Assignment: Go through the entries below and print, exactly, the lines starting at the one with "of the lamp" and ending at the one with "of the yellow", keeping both ends and no others.

Data for review:
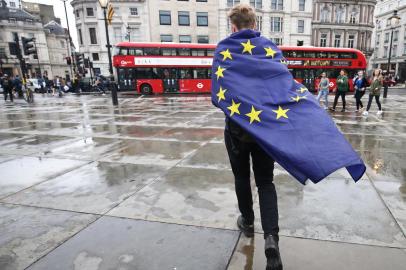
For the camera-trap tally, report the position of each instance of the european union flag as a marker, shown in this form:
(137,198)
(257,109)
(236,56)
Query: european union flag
(252,85)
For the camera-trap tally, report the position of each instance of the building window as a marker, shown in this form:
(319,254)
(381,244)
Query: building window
(166,38)
(231,3)
(202,39)
(259,23)
(386,38)
(277,4)
(185,39)
(337,40)
(351,41)
(164,17)
(302,5)
(300,26)
(134,11)
(80,36)
(95,56)
(325,14)
(93,37)
(202,19)
(323,40)
(395,35)
(276,24)
(89,12)
(256,3)
(277,41)
(183,18)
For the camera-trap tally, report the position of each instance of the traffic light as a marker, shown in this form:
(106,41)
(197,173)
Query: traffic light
(28,45)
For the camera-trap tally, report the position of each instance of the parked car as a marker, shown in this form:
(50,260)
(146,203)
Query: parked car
(34,85)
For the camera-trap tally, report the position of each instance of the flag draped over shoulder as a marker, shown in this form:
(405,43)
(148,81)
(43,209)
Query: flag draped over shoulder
(252,85)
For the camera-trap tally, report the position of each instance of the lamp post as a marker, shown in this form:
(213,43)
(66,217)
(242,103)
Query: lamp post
(70,43)
(103,4)
(394,21)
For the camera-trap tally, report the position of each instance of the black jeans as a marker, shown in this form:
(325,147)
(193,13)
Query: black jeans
(358,95)
(338,94)
(239,153)
(377,102)
(8,91)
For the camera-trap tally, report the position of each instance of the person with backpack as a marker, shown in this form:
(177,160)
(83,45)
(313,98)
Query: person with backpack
(360,84)
(7,85)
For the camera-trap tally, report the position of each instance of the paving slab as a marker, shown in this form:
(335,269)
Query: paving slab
(192,196)
(336,210)
(23,172)
(94,188)
(162,153)
(114,243)
(29,233)
(306,254)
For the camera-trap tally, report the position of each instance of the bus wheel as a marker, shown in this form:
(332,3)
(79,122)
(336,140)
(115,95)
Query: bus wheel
(146,89)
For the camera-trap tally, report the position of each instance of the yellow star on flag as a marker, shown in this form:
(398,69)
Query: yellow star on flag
(302,90)
(219,72)
(254,115)
(226,54)
(247,46)
(221,93)
(298,98)
(270,52)
(234,108)
(281,112)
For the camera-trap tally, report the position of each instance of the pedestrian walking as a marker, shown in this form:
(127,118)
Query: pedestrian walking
(7,86)
(240,147)
(360,84)
(323,89)
(375,91)
(341,89)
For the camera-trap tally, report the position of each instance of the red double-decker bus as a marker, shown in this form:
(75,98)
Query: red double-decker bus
(150,68)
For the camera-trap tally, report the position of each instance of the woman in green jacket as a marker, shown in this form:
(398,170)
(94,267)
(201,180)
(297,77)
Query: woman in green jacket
(341,90)
(375,91)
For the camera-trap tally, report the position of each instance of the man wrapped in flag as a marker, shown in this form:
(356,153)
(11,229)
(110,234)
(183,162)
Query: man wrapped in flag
(271,117)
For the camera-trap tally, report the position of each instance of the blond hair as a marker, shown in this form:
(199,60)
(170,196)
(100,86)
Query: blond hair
(242,16)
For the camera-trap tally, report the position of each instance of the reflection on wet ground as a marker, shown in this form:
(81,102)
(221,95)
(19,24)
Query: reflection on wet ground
(148,185)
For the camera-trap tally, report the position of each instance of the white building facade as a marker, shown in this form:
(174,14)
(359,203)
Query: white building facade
(283,21)
(382,35)
(130,23)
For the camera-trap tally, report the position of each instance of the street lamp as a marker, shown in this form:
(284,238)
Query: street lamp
(104,4)
(394,21)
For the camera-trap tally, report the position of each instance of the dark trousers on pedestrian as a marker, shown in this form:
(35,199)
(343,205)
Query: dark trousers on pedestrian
(338,94)
(358,96)
(8,91)
(377,102)
(239,153)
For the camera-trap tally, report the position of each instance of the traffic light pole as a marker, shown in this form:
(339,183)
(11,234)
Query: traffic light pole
(114,89)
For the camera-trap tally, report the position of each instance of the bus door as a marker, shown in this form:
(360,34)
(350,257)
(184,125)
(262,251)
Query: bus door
(170,80)
(309,78)
(126,79)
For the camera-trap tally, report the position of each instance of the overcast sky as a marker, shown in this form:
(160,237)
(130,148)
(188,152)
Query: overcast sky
(60,13)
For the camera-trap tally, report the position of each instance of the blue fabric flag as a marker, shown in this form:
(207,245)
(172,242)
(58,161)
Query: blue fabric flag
(252,85)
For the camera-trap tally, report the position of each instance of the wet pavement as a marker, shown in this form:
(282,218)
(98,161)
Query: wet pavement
(148,185)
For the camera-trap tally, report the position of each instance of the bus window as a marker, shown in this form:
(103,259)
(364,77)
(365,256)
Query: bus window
(348,55)
(333,55)
(123,51)
(198,52)
(200,73)
(184,52)
(151,51)
(168,51)
(185,73)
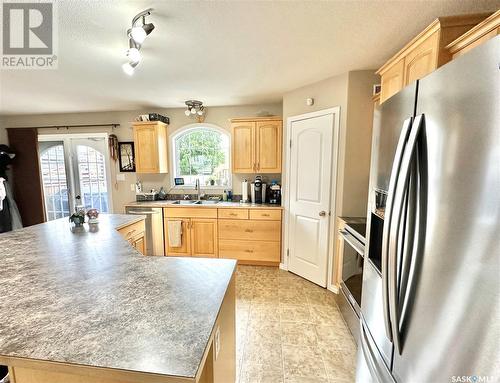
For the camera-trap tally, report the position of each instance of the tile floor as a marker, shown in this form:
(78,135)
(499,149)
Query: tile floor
(289,330)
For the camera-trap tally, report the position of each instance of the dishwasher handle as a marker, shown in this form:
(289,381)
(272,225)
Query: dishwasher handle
(140,212)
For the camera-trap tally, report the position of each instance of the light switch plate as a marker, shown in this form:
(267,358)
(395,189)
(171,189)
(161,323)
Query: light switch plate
(217,342)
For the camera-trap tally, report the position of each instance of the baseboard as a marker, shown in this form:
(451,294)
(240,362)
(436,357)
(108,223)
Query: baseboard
(333,289)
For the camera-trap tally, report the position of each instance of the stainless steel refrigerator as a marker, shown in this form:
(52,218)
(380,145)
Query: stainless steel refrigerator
(431,279)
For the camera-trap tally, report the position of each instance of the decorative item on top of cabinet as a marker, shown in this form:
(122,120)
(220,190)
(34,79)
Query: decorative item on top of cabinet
(256,144)
(150,147)
(482,32)
(425,53)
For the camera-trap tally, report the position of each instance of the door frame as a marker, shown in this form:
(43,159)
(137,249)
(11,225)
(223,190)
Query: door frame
(65,138)
(333,189)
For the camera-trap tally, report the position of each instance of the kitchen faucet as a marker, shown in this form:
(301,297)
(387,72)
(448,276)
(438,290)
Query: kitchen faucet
(198,188)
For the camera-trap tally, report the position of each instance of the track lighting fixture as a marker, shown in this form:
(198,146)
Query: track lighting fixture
(137,34)
(195,108)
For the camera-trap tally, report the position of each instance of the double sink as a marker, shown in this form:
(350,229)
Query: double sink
(196,202)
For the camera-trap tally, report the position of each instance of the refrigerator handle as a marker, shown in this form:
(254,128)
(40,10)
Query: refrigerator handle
(378,370)
(400,199)
(405,131)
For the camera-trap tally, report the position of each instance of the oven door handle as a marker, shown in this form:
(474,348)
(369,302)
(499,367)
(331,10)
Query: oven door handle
(351,240)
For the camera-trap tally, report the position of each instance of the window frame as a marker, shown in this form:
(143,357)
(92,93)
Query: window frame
(191,127)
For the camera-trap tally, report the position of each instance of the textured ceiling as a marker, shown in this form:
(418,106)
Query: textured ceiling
(221,52)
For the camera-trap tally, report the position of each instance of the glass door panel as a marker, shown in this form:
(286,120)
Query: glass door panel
(54,180)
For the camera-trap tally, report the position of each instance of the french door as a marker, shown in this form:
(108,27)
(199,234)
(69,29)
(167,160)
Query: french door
(75,174)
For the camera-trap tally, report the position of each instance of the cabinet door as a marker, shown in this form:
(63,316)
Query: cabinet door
(140,245)
(269,146)
(423,59)
(392,80)
(203,237)
(146,149)
(243,147)
(185,248)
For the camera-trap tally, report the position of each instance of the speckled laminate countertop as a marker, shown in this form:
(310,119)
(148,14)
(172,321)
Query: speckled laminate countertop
(89,298)
(217,205)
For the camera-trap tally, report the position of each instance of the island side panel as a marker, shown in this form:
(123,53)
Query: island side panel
(220,362)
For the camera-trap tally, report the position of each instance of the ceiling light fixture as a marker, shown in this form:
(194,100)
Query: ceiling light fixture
(137,34)
(195,108)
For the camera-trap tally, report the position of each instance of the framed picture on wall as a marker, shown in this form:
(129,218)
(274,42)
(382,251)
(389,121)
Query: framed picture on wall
(126,156)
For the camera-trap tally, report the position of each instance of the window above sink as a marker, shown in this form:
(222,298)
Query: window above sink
(202,151)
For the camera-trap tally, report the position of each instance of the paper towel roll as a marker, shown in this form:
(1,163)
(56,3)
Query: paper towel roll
(244,191)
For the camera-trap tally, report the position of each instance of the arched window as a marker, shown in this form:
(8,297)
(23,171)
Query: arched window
(202,152)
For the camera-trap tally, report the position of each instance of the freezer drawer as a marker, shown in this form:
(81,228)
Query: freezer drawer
(370,366)
(372,309)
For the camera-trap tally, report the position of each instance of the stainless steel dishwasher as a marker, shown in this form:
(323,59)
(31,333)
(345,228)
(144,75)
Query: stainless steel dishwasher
(154,227)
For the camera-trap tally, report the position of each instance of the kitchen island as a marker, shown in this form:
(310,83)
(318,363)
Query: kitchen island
(82,305)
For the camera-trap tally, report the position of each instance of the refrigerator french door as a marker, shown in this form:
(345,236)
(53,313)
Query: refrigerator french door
(439,291)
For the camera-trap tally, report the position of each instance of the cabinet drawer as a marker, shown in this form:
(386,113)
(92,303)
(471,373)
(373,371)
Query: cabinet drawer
(250,230)
(189,212)
(233,213)
(266,214)
(250,250)
(133,230)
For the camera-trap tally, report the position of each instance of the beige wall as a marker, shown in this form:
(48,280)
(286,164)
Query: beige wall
(122,192)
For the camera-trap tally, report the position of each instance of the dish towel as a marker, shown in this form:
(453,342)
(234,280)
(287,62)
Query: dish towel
(174,233)
(3,192)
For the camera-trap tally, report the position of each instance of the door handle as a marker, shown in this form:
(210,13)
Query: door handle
(400,199)
(393,180)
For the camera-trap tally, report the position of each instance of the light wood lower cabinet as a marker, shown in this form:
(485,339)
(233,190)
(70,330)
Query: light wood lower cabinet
(252,236)
(250,251)
(204,237)
(135,234)
(199,232)
(185,248)
(249,230)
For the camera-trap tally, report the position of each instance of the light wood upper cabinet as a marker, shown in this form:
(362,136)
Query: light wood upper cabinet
(268,137)
(425,53)
(422,60)
(243,147)
(256,145)
(203,237)
(151,147)
(393,79)
(482,32)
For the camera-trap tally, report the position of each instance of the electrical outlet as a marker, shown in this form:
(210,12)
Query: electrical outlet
(217,342)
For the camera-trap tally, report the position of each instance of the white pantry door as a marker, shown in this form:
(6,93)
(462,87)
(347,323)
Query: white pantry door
(310,186)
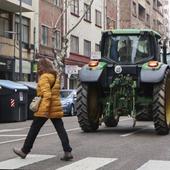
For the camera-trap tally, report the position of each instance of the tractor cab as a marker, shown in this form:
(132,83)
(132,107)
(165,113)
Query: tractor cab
(130,46)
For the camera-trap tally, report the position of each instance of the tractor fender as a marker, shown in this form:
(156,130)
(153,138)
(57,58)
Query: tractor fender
(153,75)
(87,75)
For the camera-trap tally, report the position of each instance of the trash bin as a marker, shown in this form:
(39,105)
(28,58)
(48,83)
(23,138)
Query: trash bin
(13,101)
(31,94)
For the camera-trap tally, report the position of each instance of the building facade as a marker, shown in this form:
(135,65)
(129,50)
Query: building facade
(50,28)
(10,53)
(85,37)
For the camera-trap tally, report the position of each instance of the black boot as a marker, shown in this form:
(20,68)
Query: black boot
(67,156)
(20,153)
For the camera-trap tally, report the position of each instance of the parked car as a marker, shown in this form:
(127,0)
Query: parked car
(68,101)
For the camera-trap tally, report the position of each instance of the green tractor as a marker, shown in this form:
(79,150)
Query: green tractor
(129,79)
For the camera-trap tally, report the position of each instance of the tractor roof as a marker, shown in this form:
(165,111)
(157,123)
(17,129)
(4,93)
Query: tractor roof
(133,31)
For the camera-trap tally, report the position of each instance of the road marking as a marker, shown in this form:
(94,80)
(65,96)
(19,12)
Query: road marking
(11,130)
(136,131)
(18,129)
(18,162)
(155,165)
(90,163)
(48,134)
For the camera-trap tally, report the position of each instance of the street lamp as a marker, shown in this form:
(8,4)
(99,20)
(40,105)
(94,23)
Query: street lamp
(20,41)
(13,33)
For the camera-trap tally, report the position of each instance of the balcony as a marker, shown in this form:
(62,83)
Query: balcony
(14,5)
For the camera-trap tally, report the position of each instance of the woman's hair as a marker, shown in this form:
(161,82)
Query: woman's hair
(46,66)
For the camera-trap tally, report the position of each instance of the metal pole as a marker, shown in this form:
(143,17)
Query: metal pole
(20,42)
(118,13)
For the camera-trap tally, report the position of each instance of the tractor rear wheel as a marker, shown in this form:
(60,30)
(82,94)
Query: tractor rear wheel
(161,105)
(88,106)
(111,121)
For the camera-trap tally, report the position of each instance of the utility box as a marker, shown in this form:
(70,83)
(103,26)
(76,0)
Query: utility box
(31,94)
(13,101)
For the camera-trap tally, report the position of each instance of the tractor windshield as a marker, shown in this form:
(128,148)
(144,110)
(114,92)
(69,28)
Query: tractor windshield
(127,49)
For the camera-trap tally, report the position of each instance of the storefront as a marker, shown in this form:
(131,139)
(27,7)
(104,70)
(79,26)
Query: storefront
(6,68)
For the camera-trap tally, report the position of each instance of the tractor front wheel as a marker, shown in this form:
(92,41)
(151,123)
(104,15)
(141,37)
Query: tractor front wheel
(88,106)
(161,105)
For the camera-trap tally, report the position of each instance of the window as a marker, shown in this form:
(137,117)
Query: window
(74,47)
(110,23)
(4,23)
(25,28)
(87,16)
(44,35)
(98,19)
(141,13)
(75,7)
(57,2)
(134,10)
(87,48)
(97,47)
(57,40)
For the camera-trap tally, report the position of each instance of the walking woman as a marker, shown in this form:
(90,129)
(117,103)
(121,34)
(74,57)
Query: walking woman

Output of the exercise:
For the camera-trap tally, report the position of each instance of the lamp post as a marker, shown in this form:
(213,43)
(66,217)
(242,103)
Query: lamp post
(70,43)
(103,4)
(394,21)
For the camera-trap tally, report the position of each instance of the black jeans as a marker, shown in this form:
(325,147)
(193,13)
Query: black jeans
(358,95)
(338,94)
(239,153)
(377,102)
(8,91)
For the camera-trap tally, report the position of each instance of the person with backpack as a marker, shown in this form:
(177,160)
(83,45)
(313,98)
Query: person with backpack
(360,84)
(7,85)
For the camera-trap tally, report the position of each instance of the paving slab as a marker, shown in this form:
(335,269)
Query: paving slab
(192,196)
(336,210)
(23,172)
(94,188)
(162,153)
(114,243)
(29,233)
(306,254)
For the camera-trap tally, report the position of each instance of the bus wheel as a marker, shown in this form:
(332,3)
(79,122)
(336,140)
(115,95)
Query: bus wheel
(146,89)
For the camera-trap tally, report the position of each instance of the yellow star on flag as a marker, shown in this form:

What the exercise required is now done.